• _DIE AUFGABE_:
Gib die Zeilen des Materials unten Zeichen für Zeichen wieder, beginnend mit der ersten Zeile und fortlaufend bis einschließlich der Zeile, die "106), (161, 105)]]" enthält.

• _GEGEBENES MATERIAL_:
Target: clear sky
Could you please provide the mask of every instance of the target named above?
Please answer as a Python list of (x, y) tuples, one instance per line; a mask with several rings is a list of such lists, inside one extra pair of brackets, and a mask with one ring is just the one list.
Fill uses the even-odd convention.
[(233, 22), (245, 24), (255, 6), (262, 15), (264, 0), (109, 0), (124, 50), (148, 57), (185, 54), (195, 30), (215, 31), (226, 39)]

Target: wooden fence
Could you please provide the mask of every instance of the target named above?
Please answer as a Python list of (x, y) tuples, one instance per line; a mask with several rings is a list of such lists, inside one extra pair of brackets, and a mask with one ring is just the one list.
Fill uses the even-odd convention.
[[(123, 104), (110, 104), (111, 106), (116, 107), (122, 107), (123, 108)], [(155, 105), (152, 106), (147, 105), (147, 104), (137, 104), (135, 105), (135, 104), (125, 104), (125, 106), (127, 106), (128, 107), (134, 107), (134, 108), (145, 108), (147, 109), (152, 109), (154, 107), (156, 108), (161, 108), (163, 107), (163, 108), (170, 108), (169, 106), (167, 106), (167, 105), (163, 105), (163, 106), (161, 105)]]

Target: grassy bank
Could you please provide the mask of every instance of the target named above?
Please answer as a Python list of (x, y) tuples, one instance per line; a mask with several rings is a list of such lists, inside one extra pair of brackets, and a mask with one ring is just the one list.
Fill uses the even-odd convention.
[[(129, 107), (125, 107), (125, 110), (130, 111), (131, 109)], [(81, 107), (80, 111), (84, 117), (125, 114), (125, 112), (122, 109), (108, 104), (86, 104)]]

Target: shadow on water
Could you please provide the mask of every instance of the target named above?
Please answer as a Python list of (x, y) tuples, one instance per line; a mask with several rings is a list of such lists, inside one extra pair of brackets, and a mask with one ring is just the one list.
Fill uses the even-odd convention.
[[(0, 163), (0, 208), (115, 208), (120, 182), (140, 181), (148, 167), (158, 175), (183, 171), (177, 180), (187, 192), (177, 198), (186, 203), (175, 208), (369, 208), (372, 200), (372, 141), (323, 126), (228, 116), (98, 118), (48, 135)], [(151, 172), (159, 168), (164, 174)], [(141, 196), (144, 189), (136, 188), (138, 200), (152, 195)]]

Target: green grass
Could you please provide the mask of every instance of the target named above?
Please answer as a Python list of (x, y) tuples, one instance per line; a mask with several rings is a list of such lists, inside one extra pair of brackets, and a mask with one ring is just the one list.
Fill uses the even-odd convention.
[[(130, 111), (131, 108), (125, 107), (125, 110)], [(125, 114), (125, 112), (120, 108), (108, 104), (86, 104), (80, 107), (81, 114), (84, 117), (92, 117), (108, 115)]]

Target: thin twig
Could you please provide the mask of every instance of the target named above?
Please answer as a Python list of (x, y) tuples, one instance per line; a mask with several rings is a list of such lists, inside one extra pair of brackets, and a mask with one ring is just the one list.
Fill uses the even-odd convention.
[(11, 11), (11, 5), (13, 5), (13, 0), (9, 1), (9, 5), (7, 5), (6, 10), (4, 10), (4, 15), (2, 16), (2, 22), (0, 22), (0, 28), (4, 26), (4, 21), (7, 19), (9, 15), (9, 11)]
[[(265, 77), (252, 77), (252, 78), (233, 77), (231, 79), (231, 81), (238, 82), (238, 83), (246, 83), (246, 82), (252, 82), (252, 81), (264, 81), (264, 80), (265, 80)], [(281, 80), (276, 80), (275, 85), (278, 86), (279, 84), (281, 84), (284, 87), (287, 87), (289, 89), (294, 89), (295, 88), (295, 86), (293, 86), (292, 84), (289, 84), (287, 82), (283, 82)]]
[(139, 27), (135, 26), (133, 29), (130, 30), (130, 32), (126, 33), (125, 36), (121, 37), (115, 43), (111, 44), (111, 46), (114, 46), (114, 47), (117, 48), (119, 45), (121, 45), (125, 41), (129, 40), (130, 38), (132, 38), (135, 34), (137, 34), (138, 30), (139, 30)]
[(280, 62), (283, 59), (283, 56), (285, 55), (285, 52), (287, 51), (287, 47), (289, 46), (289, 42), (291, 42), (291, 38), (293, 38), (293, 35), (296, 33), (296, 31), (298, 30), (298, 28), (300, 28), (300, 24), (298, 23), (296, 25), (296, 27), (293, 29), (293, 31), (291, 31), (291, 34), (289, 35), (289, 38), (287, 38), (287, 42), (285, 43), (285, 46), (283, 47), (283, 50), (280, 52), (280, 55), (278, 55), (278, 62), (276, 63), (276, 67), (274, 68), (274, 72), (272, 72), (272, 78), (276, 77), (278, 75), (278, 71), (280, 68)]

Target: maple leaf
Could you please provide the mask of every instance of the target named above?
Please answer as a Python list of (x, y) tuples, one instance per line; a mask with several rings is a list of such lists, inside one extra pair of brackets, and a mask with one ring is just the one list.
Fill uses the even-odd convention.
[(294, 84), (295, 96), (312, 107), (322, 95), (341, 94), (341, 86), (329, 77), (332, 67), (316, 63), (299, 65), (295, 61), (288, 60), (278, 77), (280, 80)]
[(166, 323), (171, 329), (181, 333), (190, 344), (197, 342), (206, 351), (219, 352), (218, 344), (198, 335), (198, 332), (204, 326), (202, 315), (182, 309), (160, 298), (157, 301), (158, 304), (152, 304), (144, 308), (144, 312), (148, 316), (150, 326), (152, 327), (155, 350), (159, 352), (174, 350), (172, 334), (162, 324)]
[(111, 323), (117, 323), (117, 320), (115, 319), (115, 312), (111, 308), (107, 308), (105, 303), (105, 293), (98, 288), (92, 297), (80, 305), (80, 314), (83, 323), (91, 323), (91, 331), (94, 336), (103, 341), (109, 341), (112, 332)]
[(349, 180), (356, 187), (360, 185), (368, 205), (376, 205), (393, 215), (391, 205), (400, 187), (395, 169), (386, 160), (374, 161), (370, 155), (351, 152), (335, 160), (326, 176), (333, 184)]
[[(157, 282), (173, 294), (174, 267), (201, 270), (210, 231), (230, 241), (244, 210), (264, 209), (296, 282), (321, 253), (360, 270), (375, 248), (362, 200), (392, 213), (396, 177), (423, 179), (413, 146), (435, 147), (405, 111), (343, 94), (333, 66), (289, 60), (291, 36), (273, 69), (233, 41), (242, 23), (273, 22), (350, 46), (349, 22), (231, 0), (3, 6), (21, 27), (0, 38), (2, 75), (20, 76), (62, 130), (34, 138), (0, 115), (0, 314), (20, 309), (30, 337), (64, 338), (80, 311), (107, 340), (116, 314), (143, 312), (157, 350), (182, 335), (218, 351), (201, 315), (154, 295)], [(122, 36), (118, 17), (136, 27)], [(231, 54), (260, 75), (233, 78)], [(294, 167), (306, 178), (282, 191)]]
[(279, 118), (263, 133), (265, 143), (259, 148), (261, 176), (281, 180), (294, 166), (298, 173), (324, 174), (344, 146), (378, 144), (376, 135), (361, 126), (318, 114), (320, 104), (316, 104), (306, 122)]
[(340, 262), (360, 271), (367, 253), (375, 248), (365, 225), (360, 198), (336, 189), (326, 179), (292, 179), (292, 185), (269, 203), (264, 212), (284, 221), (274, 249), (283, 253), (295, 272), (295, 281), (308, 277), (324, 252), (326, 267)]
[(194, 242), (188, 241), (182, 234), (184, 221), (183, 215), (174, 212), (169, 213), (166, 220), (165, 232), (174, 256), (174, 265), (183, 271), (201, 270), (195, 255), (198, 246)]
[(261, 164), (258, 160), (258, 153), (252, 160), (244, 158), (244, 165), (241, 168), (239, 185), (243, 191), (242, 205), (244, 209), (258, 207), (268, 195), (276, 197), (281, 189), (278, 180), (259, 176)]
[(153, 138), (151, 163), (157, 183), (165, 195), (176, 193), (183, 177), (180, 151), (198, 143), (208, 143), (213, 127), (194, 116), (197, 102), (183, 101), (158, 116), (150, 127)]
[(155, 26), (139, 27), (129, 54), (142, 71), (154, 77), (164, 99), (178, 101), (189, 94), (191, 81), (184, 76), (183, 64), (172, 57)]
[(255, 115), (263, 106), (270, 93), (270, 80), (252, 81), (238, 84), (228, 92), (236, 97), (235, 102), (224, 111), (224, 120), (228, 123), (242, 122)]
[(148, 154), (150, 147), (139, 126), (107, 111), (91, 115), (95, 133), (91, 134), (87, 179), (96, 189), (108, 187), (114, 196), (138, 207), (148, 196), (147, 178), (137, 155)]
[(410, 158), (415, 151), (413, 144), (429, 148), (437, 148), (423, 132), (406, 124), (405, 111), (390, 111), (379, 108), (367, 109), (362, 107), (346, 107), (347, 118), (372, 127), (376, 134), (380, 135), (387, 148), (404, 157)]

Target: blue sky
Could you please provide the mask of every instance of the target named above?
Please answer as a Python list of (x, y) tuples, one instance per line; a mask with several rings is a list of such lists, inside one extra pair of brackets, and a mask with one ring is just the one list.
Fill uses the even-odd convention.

• _LÖSUNG_:
Target: clear sky
Could you please provide the mask of every instance of the target named above?
Please answer as a Python list of (x, y) tuples, one instance per line; a mask with several rings is a list of such lists, inside one extra pair of brackets, and a mask with one ring is just the one list.
Fill uses the even-odd convention.
[(233, 22), (245, 24), (255, 6), (262, 15), (264, 0), (109, 0), (124, 50), (148, 57), (185, 54), (195, 30), (215, 31), (226, 39)]

Target: wooden fence
Could you please provide the mask of every instance of the target named above?
Please answer as a Python list of (x, y) tuples, one instance per line; a mask with several rings is a list of such lists, inside one extra pair of brackets, and a mask with one ring is just the one list.
Fill uses the even-odd convention.
[[(123, 104), (110, 104), (111, 106), (116, 107), (122, 107), (123, 108)], [(155, 105), (152, 106), (147, 105), (147, 104), (137, 104), (135, 105), (135, 104), (125, 104), (125, 106), (127, 106), (128, 107), (134, 107), (134, 108), (145, 108), (147, 109), (152, 109), (154, 107), (156, 108), (161, 108), (163, 107), (163, 108), (170, 108), (169, 106), (167, 106), (167, 105), (163, 105), (163, 106), (161, 105)]]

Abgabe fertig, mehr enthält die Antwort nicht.